__SOURCE RECORDS__:
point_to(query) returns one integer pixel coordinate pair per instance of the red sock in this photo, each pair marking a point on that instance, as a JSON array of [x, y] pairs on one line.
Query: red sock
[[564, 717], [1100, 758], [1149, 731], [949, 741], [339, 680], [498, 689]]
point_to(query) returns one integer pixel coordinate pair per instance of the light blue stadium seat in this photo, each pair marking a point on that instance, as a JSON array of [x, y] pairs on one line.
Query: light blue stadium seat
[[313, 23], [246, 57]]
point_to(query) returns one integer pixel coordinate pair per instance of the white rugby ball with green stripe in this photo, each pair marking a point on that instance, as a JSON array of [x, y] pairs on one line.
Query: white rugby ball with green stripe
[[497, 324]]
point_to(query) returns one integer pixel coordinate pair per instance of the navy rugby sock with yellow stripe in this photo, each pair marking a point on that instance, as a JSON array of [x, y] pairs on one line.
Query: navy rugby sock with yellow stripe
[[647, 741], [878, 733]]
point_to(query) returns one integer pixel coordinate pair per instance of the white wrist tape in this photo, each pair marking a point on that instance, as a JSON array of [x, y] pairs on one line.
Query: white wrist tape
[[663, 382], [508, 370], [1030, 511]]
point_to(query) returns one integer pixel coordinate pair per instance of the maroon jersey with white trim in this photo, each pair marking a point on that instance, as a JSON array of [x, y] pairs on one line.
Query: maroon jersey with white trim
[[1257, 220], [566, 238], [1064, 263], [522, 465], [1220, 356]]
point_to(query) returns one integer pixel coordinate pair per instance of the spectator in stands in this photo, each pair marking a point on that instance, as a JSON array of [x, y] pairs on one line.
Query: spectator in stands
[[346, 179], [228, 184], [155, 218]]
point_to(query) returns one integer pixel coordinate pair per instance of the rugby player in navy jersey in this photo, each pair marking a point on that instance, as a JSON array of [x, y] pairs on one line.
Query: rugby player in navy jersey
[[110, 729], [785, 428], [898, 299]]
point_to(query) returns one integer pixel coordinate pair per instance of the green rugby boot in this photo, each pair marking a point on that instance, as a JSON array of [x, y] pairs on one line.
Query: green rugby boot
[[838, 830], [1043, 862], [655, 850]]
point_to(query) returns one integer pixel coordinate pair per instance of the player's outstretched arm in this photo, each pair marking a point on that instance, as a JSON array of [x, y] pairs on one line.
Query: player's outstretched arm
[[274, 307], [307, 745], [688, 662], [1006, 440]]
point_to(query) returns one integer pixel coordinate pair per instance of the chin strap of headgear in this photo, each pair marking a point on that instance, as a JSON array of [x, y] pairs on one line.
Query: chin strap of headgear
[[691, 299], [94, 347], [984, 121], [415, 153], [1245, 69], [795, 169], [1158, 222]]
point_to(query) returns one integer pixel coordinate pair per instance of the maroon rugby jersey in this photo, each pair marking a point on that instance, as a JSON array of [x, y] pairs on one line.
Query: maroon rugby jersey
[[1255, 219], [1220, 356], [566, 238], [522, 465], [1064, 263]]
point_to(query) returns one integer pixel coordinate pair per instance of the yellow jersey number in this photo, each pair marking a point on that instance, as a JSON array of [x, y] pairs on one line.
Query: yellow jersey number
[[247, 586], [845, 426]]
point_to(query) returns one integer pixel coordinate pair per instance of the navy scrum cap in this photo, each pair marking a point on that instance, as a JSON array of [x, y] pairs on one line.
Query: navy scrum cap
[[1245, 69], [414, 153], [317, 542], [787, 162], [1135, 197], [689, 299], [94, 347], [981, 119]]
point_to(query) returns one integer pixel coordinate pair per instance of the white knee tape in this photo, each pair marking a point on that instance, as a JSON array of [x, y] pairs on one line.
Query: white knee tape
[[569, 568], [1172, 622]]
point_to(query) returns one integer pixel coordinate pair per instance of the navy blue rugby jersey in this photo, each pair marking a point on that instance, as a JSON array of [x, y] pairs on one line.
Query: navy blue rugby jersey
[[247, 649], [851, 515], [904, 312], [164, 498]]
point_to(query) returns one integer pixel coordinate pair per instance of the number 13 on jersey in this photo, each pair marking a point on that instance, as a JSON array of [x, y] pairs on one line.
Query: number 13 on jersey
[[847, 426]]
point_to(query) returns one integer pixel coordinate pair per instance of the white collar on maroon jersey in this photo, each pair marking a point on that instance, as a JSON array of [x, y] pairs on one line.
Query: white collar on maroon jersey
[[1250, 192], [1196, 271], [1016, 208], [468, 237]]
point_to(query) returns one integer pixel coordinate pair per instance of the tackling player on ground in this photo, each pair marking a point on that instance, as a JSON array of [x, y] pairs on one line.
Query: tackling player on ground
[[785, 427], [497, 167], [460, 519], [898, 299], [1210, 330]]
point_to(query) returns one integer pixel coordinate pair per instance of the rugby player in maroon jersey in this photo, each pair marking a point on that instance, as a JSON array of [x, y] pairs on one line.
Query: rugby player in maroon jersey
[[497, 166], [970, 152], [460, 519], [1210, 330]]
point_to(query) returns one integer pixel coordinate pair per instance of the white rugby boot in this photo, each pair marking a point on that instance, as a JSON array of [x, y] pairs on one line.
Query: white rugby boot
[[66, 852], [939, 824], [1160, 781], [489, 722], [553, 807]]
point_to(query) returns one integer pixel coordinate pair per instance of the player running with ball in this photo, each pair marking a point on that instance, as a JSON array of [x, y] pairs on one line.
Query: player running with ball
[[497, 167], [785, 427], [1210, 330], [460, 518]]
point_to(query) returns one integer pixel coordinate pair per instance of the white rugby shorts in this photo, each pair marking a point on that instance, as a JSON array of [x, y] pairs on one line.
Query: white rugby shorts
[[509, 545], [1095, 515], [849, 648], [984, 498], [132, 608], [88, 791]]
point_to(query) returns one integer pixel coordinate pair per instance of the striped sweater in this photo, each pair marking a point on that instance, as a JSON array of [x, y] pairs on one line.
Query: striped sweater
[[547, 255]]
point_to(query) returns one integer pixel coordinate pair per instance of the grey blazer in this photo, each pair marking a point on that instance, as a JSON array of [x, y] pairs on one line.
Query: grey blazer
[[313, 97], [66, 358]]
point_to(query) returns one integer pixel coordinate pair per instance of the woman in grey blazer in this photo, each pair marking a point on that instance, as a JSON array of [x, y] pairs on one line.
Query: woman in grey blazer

__WHAT THE TASK REQUIRES__:
Rewrite the listing lines from the one containing "of the light" through the one containing "[[313, 23], [246, 57]]", inclusive, swapping "stadium" for "arena" and changing nothing else. Return only those lines.

__CORRECT ANSWER__:
point_to(query) returns one integer pixel coordinate pair per instance of the light blue arena seat in this photo, each pair marking a point on that instance, as a JSON array of [x, y] pairs on one line.
Query: light blue arena seat
[[313, 23], [246, 57]]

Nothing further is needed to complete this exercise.